- INSTRUCTIONS FOR THE TASK -
Rewrite every one of the records below with "Indicate" changed to "Mark", keeping everything else the same.

- GIVEN INFORMATION -
_ _ _ _ _
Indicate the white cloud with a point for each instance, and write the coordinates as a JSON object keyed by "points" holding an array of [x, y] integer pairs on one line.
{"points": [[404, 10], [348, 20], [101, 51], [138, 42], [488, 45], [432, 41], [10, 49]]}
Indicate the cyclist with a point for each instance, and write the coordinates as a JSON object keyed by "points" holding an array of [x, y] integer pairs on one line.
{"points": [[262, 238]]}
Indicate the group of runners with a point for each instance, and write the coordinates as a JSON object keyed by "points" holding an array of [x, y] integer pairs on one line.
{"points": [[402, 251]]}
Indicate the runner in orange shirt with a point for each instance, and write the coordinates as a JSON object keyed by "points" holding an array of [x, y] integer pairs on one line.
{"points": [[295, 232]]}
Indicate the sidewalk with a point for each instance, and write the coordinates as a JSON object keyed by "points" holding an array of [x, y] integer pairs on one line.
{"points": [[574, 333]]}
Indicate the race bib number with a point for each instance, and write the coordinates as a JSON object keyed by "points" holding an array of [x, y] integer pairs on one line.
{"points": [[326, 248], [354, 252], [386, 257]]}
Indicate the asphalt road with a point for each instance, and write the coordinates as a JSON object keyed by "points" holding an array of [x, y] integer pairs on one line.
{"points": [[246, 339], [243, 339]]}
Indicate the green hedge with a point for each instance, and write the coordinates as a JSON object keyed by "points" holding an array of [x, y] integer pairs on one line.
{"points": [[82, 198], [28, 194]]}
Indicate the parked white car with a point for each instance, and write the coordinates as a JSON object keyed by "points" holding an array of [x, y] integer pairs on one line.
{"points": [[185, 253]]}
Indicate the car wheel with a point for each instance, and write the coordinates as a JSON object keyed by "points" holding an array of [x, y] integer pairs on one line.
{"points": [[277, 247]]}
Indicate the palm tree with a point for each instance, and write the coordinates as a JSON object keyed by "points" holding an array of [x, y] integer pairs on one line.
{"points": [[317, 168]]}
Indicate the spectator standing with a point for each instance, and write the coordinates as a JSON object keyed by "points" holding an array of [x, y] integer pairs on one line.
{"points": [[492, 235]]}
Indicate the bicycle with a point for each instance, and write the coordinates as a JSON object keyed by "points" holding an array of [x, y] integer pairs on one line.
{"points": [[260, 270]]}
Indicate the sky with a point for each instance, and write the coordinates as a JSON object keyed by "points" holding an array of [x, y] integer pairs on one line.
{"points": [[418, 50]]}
_ _ _ _ _
- SOLUTION TO THIS PROBLEM -
Mark the white cloud with a point for each instance, and write the coordinates as a JSON object keyed by "points" holding an array of [x, y] integer pairs on one line.
{"points": [[404, 10], [348, 20], [101, 51], [138, 42], [488, 45], [432, 41], [10, 49]]}
Mark the cyclist with a point for each instance, and write the coordinates as a JSON object keyed by "points" holding an array of [x, y] integer pairs on one line.
{"points": [[262, 238]]}
Mark the group of runners with a point for each instance, and write the coordinates as a JSON object keyed by "points" holding an array of [x, y] integer pairs on one line.
{"points": [[402, 251]]}
Mark the runner in orange shirt with a point for each instance, and write the coordinates as a JSON object keyed by "points" holding an array of [x, y] integer pairs on one line.
{"points": [[295, 232]]}
Mark the sidewalk with a point for each instance, and write the coordinates as a JSON object keyed by "points" holding an array of [x, y] integer pairs on one line.
{"points": [[574, 333]]}
Mark the race bib number with a point for each instance, and write the coordinates as a JSON object keyed by "points" holding an array of [x, y] integer pairs on one line.
{"points": [[326, 248], [354, 252], [386, 257]]}
Mark the asphalt road with a point for each instance, and write the coordinates as a JSON object keyed by "points" holding an array of [x, y] integer pairs on one line.
{"points": [[246, 339], [243, 339]]}
Mark the green hedge with a point for each instance, and write the coordinates as a JSON object keyed by "points" holding an array of [x, y] integer pairs on one line.
{"points": [[82, 198], [28, 194]]}
Mark the parked white car with a point for each instance, and write the coordinates as a JSON object keyed by "points" holding an array of [x, y] integer pairs on one line.
{"points": [[185, 253]]}
Mark the car wheel with a point for each instance, and write the coordinates as a JSON object keyed by "points" holding an array of [x, y] integer pairs on one line.
{"points": [[277, 247]]}
Mark the palm tree with a point for each instance, and write the coordinates as a JSON object keyed by "points" holding an array of [x, y] integer pairs on one line.
{"points": [[317, 168]]}
Mark the spectator standing with a point for each instance, and write the coordinates as a JSON object keyed by "points" holding an array of [x, y] integer pairs on one line.
{"points": [[492, 235]]}
Mark the bicycle with a point for each instance, and write the coordinates as a JSON object keyed by "points" holding an array of [x, y] integer pairs on one line.
{"points": [[260, 270]]}
Mark the sky with a point for each instance, and write the coordinates as a JSON object keyed by "points" holding an array of [x, y] integer pairs on one line.
{"points": [[418, 50]]}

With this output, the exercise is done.